§ Assigned task:
The answer must be an exact copy of the lines from the one containing "Query: windshield wiper" through the final line of the material, both included, and nothing else.

>>>

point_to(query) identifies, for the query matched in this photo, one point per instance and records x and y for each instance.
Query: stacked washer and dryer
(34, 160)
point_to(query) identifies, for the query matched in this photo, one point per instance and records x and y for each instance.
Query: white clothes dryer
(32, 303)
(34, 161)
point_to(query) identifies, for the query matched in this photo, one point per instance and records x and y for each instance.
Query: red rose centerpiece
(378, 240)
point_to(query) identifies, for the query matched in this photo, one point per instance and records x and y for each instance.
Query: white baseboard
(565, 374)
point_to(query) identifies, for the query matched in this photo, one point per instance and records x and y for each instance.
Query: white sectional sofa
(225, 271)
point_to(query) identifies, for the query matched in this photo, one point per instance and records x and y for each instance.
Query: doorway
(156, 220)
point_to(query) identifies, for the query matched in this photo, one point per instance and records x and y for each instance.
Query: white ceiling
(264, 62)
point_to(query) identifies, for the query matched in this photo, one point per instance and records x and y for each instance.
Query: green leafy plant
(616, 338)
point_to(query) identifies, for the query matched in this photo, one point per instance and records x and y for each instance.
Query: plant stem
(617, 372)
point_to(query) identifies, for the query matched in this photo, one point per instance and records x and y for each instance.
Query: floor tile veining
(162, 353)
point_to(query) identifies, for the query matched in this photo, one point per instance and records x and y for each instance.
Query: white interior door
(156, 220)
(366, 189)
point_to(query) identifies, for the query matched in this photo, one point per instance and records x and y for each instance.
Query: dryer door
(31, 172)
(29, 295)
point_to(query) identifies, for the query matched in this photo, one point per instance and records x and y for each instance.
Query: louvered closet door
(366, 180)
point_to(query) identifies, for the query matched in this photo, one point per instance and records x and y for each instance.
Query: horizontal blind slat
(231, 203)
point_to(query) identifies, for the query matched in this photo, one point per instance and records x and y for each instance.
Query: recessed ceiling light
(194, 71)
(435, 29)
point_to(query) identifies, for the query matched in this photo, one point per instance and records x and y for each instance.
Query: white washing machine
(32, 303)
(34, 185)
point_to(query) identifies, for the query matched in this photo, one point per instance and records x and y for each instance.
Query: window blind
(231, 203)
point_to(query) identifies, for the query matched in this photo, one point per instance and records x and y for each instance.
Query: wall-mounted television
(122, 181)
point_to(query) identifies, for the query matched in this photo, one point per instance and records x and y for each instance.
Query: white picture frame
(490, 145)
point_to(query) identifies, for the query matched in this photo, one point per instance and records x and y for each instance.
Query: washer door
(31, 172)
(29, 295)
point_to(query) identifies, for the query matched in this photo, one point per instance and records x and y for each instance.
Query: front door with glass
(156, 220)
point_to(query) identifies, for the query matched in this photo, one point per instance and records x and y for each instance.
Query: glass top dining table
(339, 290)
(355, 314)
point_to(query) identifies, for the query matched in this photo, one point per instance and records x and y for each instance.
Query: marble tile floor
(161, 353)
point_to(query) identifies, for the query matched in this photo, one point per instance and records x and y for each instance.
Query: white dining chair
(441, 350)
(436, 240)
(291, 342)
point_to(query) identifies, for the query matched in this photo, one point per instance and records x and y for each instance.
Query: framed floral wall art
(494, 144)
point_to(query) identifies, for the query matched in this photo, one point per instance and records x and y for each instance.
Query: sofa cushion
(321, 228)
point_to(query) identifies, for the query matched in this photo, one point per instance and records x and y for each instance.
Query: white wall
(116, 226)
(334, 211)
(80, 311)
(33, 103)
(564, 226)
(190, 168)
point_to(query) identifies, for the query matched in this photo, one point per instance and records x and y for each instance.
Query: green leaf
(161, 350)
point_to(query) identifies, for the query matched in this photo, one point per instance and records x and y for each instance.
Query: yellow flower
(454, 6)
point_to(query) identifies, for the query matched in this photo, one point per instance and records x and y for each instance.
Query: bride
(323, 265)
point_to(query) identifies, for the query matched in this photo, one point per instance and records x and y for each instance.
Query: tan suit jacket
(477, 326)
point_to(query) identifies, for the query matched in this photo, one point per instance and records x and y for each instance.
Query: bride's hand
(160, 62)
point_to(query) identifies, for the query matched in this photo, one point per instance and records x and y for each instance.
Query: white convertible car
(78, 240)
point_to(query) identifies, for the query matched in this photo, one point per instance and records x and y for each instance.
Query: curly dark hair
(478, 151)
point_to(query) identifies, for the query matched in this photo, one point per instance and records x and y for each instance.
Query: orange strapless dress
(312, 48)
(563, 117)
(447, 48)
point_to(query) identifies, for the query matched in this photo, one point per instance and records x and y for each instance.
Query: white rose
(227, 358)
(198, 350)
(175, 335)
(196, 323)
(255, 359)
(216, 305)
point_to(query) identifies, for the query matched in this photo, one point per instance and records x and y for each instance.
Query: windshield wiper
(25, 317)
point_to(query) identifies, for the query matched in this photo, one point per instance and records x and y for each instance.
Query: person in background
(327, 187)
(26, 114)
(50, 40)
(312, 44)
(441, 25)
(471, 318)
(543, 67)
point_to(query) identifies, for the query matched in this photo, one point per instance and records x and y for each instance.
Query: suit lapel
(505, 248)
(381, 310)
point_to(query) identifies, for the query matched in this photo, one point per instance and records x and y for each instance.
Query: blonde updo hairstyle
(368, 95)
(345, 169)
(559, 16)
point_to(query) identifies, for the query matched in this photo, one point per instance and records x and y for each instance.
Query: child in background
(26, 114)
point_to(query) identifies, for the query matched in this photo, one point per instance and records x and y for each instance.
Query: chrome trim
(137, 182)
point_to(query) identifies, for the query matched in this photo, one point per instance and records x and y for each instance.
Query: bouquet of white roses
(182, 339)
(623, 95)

<<<

§ Reply to the exercise:
Query: windshield wiper
(25, 317)
point_to(query) identifies, for the query matched in this photo, one point per instance and records x and y for each instance.
Query: person in background
(327, 187)
(26, 114)
(50, 40)
(312, 44)
(441, 25)
(471, 318)
(543, 67)
point_to(query) identifies, for the query matched in this photo, one point per instance and records x and y for each instance.
Query: suit lapel
(505, 248)
(381, 310)
point_to(query) identifies, for the query matched in this photo, one point per instance and records x and y for each instance.
Query: blonde updo hairstyle
(368, 95)
(345, 169)
(559, 16)
point_to(query) identifies, for the query matched in this photo, one point per instance and records x and y for each instance.
Query: child in background
(26, 114)
point_to(query) identifies, for the query matched in this photo, one point per instance and records x and y for each instance.
Query: chrome trim
(137, 182)
point_to(query) identifies, for the query matched in this photo, one point per instance and records x and y for each instance.
Query: bouquet of white roses
(182, 339)
(623, 95)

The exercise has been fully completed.